Short exercise a
Rewrite the stretch of the post about building a house from "I'm sure this" through "some input/advice/abuse, etc.", putting "the forum" in place of "Patrick.net".

Selected passage
════════════════
I'm sure this question has cropped up on Patrick.net from time to time, but a cursory search through the archives just now shed little light on the subject for me. I've done some research both locally and online, but wanted to tap the veritable brain trust here on Patrick.net for some input/advice/abuse, etc.

I never thought I would consider building, and only decided to look into this option after two years of picking over the fancifully priced inventory here in central Austin (thanks, California!). Housing stock here consists of either former grad student flops, 2/1 granny shacks with tottering carports or overgrown, hyper-average 70's suburban SFHs in either as-is condition or with that cheap Ikea neo-modern Madmen treatment I can't stand. Flipping is also red hot here, so I'm competing with that crowd as well, which makes buying a lot and building (either now or in a year or two) more attractive. What's more, most of these homes are outfitted in various ways that are totally superfluous to any of my basic needs, so I'd be paying a premium for fixtures I'd only end up ripping out. I need a rectilinear box with space for my tools and my collections. I don't even want a dishwasher. I work from home, so I require a place that is conducive to the workspace/live space dynamic, but without the fabulousness of LOFT style living.
════════════════
Rows
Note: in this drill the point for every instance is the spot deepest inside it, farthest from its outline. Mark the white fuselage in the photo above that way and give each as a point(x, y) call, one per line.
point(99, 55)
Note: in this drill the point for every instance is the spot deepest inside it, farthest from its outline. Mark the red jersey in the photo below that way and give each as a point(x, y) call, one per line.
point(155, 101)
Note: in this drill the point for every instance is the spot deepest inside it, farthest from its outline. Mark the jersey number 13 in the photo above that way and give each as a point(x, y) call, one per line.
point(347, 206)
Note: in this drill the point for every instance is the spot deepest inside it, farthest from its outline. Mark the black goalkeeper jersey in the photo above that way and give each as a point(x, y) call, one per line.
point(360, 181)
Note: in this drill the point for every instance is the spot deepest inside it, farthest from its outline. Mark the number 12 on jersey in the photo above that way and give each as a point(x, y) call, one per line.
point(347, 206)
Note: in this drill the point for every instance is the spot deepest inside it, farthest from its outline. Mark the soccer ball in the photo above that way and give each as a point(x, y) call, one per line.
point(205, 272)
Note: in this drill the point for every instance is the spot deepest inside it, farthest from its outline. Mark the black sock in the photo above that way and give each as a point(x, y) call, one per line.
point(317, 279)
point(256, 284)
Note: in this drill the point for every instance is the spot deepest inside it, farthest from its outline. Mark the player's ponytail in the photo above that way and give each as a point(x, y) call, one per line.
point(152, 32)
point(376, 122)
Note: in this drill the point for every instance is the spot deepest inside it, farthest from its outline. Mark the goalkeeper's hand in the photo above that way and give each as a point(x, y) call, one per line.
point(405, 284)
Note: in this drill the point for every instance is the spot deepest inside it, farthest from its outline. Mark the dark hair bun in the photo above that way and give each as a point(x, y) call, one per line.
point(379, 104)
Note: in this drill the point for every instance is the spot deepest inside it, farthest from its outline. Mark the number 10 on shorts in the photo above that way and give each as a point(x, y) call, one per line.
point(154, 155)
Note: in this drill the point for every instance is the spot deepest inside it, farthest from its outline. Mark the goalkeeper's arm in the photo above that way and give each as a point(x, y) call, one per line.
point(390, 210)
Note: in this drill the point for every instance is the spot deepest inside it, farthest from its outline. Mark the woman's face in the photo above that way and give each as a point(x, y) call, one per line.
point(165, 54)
════════════════
Short exercise b
Put the stretch of the records from the line that contains "the goalkeeper's hand" through the line that contains "point(154, 155)" into a numbered list, leaving out any blank lines.

Result a
I'm sure this question has cropped up on the forum from time to time, but a cursory search through the archives just now shed little light on the subject for me. I've done some research both locally and online, but wanted to tap the veritable brain trust here on the forum for some input/advice/abuse, etc.

Result b
1. Note: in this drill the point for every instance is the spot deepest inside it, farthest from its outline. Mark the goalkeeper's hand in the photo above that way and give each as a point(x, y) call, one per line.
2. point(405, 284)
3. Note: in this drill the point for every instance is the spot deepest inside it, farthest from its outline. Mark the dark hair bun in the photo above that way and give each as a point(x, y) call, one per line.
4. point(379, 104)
5. Note: in this drill the point for every instance is the spot deepest inside it, farthest from its outline. Mark the number 10 on shorts in the photo above that way and give each as a point(x, y) call, one per line.
6. point(154, 155)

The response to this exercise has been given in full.